• _Directions_
Using the data below, return every line that holds the word "segment".

Data items:
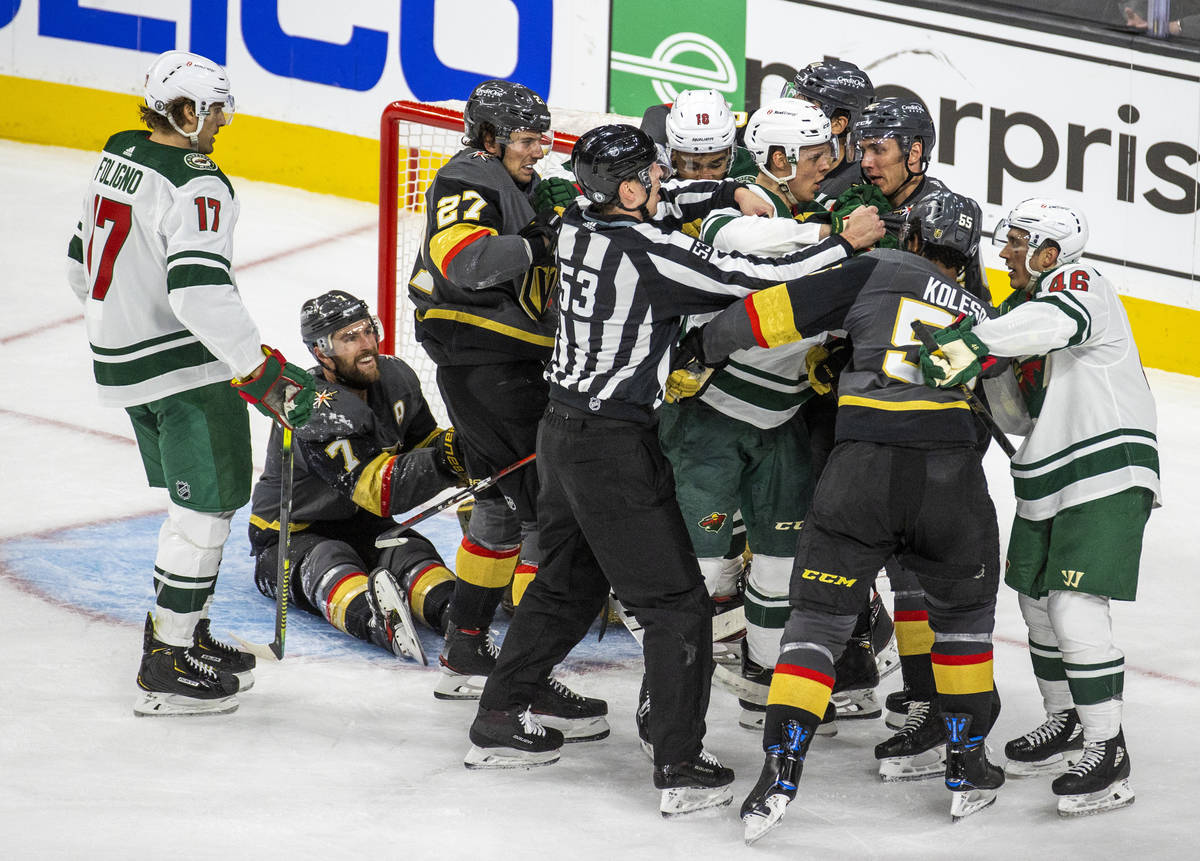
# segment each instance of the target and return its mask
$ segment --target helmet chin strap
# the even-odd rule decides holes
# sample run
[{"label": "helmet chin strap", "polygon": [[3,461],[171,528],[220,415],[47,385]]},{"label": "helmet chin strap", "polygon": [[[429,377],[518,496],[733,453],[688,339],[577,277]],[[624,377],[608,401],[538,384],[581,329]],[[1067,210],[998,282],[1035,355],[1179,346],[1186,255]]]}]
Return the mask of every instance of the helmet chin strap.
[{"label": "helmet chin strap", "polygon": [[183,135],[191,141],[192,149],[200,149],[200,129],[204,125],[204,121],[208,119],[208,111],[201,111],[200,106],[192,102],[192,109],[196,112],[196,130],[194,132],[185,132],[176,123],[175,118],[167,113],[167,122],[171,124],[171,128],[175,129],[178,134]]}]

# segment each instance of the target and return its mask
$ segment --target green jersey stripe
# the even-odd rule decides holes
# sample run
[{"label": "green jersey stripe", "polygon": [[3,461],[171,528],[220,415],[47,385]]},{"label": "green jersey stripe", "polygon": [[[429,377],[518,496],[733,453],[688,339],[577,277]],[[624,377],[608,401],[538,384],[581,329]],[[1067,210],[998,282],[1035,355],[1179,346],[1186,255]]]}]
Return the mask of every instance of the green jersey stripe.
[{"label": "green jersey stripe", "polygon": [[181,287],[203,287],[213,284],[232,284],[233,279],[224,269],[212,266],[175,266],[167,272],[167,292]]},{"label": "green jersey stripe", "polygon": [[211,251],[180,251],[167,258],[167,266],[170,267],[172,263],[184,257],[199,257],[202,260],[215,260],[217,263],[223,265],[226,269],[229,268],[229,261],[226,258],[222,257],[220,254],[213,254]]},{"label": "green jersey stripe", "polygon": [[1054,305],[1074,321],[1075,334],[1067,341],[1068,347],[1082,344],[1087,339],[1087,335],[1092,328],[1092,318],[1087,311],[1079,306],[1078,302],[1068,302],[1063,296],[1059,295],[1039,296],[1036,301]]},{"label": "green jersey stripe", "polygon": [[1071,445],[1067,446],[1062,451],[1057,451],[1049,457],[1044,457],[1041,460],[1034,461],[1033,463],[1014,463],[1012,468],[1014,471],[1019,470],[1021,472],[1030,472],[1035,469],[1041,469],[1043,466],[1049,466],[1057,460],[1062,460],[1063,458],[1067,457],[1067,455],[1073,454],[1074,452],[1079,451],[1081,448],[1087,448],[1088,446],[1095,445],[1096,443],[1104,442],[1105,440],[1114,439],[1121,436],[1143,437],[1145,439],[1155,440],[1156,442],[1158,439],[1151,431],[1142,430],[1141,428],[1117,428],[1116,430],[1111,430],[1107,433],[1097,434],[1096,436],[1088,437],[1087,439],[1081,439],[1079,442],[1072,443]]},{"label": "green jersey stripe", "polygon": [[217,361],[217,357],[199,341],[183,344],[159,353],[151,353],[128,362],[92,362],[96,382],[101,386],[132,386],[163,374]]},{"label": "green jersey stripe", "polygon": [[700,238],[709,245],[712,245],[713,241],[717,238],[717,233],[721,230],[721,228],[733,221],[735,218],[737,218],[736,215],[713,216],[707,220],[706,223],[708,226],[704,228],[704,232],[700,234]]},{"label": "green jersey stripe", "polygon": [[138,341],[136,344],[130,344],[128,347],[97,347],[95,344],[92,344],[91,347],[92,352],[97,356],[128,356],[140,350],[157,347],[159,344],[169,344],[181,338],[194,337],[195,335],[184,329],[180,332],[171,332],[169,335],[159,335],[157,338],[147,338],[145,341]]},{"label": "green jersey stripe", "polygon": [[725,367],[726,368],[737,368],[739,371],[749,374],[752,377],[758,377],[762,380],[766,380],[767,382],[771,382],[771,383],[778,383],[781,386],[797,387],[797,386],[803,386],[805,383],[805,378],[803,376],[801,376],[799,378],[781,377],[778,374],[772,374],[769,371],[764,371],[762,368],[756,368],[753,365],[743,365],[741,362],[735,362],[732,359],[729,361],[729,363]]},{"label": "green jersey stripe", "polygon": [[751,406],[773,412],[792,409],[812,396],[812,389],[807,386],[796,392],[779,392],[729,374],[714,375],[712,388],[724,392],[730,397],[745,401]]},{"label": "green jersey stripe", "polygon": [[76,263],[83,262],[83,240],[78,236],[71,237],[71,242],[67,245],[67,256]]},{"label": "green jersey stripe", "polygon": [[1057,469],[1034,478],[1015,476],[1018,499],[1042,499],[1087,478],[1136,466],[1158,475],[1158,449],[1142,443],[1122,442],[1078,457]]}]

• _Expected answer_
# segment each instance of the target and return its mask
$ segment --target helmet chin strap
# segment each instance of the target and return its mask
$ segment --target green jersey stripe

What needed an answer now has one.